> [RECORDED DATA]
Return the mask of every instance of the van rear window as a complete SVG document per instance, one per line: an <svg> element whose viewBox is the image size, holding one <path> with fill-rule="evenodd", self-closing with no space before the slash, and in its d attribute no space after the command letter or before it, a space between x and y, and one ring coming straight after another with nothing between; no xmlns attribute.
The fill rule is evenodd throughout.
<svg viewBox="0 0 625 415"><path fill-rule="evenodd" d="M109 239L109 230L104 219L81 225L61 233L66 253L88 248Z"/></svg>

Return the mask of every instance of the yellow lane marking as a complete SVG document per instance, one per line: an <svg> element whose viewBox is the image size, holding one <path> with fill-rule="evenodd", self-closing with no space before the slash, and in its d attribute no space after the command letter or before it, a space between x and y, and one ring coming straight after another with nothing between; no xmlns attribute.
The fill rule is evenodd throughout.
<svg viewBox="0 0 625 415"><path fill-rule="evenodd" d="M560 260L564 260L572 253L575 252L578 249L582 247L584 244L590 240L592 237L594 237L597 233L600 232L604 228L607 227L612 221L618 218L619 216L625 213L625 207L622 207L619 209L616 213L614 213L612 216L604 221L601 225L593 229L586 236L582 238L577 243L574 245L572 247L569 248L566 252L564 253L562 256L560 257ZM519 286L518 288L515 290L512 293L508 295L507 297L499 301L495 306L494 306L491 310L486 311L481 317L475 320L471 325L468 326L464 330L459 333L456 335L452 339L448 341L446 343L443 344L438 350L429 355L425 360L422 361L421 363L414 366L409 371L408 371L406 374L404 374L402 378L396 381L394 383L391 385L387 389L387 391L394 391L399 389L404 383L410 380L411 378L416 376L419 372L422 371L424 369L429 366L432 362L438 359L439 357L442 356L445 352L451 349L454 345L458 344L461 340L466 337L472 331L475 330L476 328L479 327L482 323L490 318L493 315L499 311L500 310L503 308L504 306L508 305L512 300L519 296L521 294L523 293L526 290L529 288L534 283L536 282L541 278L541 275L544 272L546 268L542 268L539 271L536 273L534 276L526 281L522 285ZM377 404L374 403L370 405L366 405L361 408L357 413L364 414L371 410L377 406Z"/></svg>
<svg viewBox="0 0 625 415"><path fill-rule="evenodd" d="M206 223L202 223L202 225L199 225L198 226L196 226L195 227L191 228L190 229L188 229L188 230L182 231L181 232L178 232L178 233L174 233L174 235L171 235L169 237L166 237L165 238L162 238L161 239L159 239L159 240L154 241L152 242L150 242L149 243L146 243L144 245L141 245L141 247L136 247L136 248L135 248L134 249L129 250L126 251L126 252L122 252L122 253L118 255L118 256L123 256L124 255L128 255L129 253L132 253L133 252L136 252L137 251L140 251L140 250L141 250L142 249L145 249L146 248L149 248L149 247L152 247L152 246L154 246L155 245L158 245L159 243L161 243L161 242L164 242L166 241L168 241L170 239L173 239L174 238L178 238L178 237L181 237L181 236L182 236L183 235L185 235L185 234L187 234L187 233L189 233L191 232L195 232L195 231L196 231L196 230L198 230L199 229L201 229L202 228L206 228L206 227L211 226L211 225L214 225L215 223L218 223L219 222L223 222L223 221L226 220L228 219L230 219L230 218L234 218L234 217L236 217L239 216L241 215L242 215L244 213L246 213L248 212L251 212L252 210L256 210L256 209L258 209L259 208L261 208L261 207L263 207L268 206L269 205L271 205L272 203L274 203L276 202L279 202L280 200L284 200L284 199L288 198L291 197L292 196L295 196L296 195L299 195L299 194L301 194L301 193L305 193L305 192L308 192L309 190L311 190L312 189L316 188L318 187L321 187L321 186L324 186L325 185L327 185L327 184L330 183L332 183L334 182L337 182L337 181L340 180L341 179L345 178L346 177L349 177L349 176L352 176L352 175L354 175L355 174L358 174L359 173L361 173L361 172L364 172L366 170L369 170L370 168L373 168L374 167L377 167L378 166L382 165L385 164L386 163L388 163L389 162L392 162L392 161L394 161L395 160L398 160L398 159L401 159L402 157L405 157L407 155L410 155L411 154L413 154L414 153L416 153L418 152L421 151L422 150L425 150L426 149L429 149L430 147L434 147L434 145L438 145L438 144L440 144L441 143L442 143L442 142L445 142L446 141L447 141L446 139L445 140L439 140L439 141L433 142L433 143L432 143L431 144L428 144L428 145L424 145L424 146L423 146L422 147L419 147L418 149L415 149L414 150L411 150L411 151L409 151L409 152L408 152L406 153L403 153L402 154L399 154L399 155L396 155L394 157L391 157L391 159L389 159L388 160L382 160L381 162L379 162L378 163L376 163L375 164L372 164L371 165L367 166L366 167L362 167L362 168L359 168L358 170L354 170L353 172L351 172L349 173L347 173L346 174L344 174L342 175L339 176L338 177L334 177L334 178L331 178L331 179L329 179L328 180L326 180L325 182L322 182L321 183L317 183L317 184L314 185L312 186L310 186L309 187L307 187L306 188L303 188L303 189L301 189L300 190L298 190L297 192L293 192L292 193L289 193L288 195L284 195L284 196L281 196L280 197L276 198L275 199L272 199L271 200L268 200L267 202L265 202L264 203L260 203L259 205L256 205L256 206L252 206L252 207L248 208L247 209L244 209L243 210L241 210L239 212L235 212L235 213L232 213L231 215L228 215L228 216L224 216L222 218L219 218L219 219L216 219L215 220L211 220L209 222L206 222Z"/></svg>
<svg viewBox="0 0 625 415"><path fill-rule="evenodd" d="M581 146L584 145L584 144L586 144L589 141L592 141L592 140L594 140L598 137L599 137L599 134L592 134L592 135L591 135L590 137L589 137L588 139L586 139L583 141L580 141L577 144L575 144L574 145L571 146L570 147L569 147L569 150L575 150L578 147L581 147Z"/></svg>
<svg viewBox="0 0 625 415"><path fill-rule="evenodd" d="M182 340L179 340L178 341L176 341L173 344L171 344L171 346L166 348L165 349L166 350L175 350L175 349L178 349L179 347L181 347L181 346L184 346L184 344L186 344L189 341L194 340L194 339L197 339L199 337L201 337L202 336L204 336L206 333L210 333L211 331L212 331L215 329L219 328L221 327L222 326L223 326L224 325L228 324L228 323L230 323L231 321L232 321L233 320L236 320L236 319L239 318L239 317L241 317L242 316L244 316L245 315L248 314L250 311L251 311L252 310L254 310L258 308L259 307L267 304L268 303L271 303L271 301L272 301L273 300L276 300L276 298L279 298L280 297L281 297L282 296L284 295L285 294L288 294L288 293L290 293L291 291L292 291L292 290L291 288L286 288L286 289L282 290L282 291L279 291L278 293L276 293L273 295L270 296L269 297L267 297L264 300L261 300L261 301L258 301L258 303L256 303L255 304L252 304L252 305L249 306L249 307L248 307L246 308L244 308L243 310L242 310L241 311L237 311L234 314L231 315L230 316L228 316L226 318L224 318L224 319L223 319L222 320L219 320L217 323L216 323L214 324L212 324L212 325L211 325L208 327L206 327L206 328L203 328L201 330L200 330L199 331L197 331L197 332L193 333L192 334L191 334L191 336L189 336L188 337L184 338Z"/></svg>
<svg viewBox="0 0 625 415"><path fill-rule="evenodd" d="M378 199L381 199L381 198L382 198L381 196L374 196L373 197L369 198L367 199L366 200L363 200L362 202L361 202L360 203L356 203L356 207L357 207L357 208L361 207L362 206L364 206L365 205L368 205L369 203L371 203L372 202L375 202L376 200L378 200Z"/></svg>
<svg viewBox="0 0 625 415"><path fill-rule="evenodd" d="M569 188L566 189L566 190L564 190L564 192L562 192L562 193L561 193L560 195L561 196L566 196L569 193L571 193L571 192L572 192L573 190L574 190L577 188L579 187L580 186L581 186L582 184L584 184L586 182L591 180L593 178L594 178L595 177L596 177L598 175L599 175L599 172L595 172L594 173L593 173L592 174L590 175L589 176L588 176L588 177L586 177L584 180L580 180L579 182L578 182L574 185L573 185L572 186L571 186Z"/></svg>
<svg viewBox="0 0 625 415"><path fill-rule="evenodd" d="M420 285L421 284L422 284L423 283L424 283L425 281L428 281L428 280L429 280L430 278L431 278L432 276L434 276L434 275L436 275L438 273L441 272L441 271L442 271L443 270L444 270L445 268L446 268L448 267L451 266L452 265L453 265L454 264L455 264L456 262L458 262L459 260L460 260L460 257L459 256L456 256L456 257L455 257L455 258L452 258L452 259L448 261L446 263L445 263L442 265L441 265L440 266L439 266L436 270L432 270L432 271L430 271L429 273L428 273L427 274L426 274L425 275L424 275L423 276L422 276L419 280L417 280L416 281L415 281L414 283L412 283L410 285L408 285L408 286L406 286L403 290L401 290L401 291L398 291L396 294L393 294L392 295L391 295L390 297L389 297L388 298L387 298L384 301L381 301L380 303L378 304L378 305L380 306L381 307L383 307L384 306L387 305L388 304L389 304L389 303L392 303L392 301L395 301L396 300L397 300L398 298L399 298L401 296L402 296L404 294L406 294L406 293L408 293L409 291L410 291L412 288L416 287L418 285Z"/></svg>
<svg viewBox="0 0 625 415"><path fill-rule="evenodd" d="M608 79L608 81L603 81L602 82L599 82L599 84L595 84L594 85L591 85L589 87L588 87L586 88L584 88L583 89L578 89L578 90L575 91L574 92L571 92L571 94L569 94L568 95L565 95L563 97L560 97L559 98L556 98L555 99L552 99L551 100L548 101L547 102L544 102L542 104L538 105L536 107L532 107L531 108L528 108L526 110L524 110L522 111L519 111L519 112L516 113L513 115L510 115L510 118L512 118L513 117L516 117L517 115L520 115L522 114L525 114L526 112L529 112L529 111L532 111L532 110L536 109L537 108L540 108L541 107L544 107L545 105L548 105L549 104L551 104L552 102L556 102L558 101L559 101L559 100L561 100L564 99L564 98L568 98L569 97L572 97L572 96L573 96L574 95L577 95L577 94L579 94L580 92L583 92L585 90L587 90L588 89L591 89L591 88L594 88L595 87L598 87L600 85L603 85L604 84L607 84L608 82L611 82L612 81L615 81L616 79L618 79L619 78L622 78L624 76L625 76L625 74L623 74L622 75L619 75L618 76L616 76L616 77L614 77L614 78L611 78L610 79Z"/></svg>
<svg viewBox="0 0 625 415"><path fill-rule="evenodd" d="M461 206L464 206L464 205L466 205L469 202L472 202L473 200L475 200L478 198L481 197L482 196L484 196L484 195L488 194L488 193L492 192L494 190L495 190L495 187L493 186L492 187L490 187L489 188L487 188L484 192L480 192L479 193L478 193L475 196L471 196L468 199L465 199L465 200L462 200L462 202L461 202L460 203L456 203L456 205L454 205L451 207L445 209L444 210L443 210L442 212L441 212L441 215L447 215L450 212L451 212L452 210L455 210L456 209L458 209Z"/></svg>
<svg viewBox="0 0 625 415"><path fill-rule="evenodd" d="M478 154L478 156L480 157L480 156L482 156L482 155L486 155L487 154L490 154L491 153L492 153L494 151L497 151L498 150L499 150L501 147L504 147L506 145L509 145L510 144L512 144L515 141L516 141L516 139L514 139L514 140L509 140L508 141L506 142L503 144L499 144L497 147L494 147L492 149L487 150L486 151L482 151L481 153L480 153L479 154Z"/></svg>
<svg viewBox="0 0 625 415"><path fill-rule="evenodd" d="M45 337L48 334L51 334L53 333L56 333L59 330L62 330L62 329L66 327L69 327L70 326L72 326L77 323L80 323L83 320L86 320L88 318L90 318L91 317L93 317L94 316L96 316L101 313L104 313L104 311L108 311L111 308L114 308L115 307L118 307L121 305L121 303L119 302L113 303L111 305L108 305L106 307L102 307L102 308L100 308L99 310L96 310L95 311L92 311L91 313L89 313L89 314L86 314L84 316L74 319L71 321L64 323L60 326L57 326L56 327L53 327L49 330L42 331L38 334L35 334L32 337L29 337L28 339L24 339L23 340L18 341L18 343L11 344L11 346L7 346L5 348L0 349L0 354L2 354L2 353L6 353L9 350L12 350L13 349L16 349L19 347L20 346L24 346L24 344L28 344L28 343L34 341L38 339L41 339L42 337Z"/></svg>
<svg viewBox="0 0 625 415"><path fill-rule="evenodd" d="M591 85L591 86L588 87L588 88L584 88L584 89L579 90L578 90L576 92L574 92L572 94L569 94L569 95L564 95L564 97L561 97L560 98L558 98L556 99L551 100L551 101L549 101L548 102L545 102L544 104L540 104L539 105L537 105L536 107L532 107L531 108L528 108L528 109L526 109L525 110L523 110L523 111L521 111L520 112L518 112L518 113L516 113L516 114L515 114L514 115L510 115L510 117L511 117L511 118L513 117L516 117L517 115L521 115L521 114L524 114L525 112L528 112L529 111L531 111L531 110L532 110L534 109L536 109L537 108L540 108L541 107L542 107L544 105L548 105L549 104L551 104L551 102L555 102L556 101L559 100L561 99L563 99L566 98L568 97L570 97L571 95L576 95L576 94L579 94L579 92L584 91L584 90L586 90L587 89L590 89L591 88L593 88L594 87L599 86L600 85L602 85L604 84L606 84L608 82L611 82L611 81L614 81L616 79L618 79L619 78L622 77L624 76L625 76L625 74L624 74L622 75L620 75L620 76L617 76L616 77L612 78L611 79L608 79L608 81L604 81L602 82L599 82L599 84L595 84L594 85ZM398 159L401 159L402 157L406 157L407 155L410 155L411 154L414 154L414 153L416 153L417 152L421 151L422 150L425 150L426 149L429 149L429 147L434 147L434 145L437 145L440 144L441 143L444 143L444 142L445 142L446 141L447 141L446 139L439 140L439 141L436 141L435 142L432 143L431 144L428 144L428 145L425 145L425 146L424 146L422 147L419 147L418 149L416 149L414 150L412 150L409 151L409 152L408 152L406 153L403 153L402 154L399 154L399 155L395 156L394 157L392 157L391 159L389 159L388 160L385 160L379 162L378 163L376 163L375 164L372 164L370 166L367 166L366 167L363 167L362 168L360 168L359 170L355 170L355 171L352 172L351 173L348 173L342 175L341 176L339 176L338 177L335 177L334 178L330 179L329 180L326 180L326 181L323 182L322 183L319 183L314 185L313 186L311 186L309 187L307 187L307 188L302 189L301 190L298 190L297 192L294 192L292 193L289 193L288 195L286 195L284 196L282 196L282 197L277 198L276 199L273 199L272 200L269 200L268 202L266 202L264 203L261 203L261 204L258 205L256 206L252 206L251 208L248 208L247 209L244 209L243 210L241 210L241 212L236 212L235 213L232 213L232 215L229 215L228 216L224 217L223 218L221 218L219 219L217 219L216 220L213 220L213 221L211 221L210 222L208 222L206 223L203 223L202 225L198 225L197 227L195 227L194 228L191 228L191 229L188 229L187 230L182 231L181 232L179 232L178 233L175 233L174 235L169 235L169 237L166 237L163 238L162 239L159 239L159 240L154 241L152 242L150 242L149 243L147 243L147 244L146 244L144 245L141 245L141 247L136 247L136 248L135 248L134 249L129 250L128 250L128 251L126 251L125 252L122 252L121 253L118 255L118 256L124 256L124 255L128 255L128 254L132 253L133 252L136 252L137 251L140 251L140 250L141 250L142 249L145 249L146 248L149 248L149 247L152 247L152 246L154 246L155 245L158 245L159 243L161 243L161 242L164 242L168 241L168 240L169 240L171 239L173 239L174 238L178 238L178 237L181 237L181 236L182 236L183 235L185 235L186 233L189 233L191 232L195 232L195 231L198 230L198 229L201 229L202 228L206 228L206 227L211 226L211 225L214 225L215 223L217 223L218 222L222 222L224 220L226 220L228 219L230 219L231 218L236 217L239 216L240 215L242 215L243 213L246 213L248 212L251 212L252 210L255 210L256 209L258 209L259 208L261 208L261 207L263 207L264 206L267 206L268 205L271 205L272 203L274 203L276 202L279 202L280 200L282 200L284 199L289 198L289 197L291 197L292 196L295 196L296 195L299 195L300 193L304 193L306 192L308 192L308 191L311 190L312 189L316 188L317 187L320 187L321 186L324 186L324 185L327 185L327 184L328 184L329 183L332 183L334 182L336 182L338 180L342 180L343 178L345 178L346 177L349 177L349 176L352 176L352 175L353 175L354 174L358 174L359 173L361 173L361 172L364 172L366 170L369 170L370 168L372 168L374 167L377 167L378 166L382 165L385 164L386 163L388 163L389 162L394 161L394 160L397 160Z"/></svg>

> [WORK TO BE COMPLETED] Reproduce everything from the start of the entries down to the line containing "239L109 230L104 219L81", swapping "rear window" for "windshield" and leaving all else untouched.

> [RESULT OF THE TASK]
Return the mask of every instance of the van windshield as a complete SVG document per instance, one per line: an <svg> element whose viewBox is the image size, holding one <path> with fill-rule="evenodd", self-closing with no space before the slash, and in its d attribute no space after the command letter or before it, a space between x and y, and one ring coming straight after another with nothing between; no xmlns attribute.
The fill rule is evenodd throughout.
<svg viewBox="0 0 625 415"><path fill-rule="evenodd" d="M109 239L109 230L104 219L81 225L61 233L66 253L88 248Z"/></svg>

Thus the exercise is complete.